## [Task brief]
Reproduce every line of the data below word for word, leaving out the pictures.

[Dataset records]

— START —

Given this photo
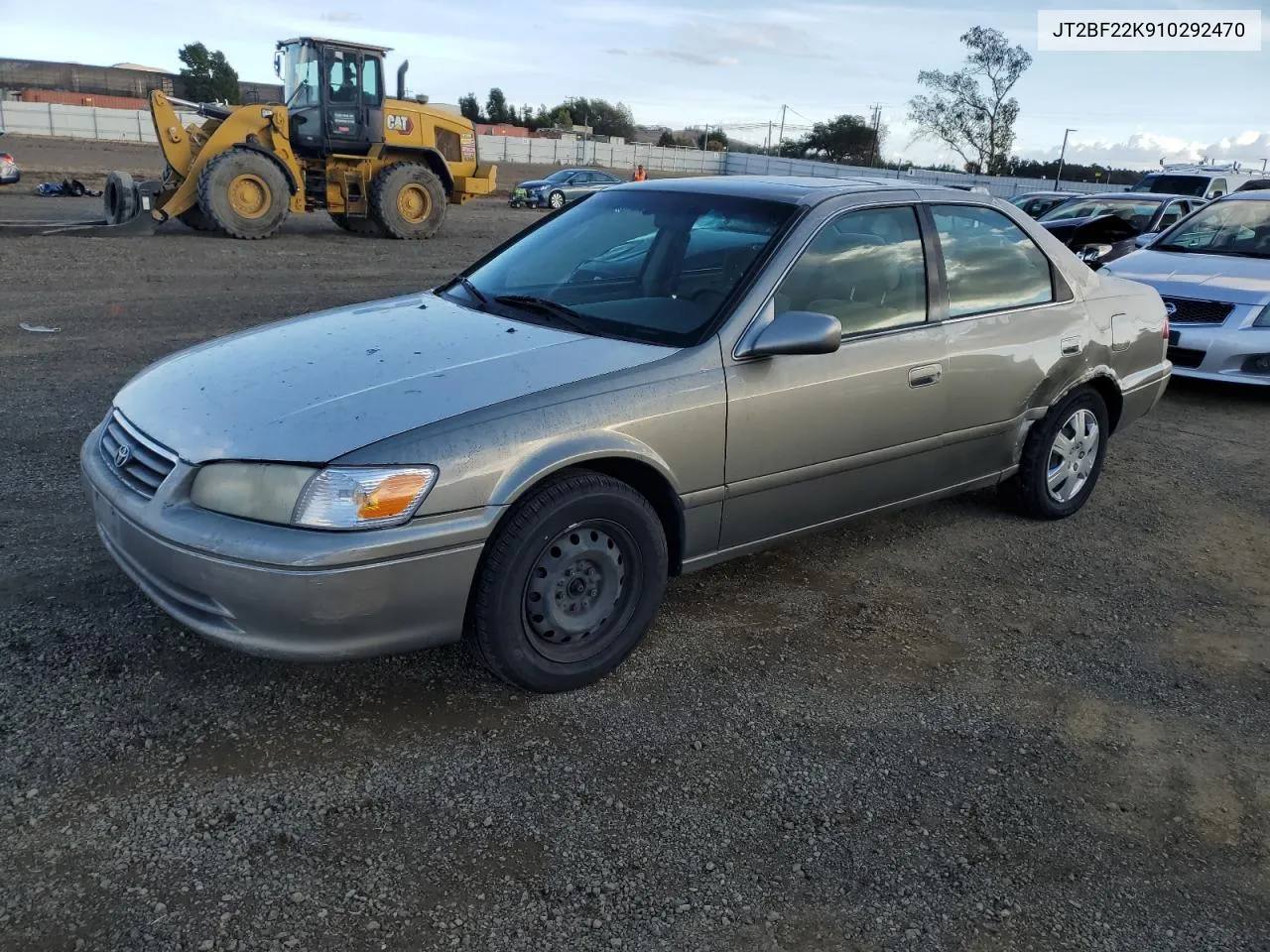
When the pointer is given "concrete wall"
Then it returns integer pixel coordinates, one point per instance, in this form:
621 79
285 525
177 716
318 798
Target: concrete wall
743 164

— END —

## [Result of the task]
Given this photo
When the pointer is given "concrete wall"
Then it returns integer pixel coordinates, one point per instance, in this form:
621 79
285 525
177 716
318 798
Target: concrete wall
743 164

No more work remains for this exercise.